• [INSTRUCCIÓN] Repite todas las filas que vienen a continuación, sin cambiar ni un carácter.

#### DATOS DEL EJERCICIO

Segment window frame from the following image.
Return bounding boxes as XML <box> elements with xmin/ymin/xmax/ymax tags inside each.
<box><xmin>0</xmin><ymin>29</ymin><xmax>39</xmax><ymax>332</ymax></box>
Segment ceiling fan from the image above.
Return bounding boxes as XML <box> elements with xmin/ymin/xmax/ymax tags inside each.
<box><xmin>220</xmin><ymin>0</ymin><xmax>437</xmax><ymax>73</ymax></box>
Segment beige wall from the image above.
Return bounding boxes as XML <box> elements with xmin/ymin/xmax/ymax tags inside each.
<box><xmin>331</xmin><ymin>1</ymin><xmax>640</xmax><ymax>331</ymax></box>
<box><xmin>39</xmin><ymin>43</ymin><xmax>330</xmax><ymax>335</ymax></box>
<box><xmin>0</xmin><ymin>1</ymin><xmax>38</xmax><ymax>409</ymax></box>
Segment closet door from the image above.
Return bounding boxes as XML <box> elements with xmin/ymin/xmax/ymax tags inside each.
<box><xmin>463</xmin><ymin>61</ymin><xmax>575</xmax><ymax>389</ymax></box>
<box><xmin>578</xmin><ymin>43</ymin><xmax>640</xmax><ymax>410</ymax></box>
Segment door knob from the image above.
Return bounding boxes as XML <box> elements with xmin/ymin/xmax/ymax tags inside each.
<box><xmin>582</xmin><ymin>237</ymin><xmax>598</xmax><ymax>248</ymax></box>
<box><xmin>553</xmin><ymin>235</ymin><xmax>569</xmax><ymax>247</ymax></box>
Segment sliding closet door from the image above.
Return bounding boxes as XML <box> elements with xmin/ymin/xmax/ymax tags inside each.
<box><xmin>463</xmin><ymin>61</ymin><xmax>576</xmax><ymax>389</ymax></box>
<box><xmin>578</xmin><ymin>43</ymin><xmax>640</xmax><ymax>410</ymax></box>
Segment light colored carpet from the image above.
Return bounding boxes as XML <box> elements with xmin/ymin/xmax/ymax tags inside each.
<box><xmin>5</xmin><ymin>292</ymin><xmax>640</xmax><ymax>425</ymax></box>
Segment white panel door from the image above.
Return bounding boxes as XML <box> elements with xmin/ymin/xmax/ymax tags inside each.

########

• [RESPUESTA]
Segment window frame from the following image.
Return bounding boxes as XML <box> elements with xmin/ymin/xmax/ymax tags inside each.
<box><xmin>0</xmin><ymin>29</ymin><xmax>39</xmax><ymax>332</ymax></box>
Segment ceiling fan from the image above.
Return bounding boxes as XML <box> elements with xmin/ymin/xmax/ymax tags inside each.
<box><xmin>220</xmin><ymin>0</ymin><xmax>437</xmax><ymax>73</ymax></box>
Segment beige wall from the image above.
Return bounding boxes as XML <box> elements with xmin/ymin/xmax/ymax tags inside each.
<box><xmin>331</xmin><ymin>1</ymin><xmax>640</xmax><ymax>331</ymax></box>
<box><xmin>39</xmin><ymin>43</ymin><xmax>330</xmax><ymax>335</ymax></box>
<box><xmin>0</xmin><ymin>1</ymin><xmax>38</xmax><ymax>409</ymax></box>
Segment closet door from the image above.
Return bounding boxes as XML <box> elements with xmin/ymin/xmax/ymax tags inside each.
<box><xmin>463</xmin><ymin>61</ymin><xmax>575</xmax><ymax>389</ymax></box>
<box><xmin>578</xmin><ymin>43</ymin><xmax>640</xmax><ymax>410</ymax></box>
Segment door knob from the image above.
Return bounding boxes as XML <box> elements with xmin/ymin/xmax/ymax tags inside each.
<box><xmin>582</xmin><ymin>237</ymin><xmax>598</xmax><ymax>248</ymax></box>
<box><xmin>553</xmin><ymin>235</ymin><xmax>569</xmax><ymax>247</ymax></box>
Segment sliding closet door from the image above.
Return bounding boxes as XML <box> elements with xmin/ymin/xmax/ymax tags inside each.
<box><xmin>463</xmin><ymin>61</ymin><xmax>576</xmax><ymax>389</ymax></box>
<box><xmin>578</xmin><ymin>43</ymin><xmax>640</xmax><ymax>410</ymax></box>
Segment light colored carpet from the image above.
Return bounding boxes as XML <box> elements with xmin/ymin/xmax/ymax tags inside each.
<box><xmin>5</xmin><ymin>292</ymin><xmax>640</xmax><ymax>425</ymax></box>
Segment white panel door from the image above.
Return bounding boxes as XML <box> elements with xmin/ymin/xmax/ymax tags inside each.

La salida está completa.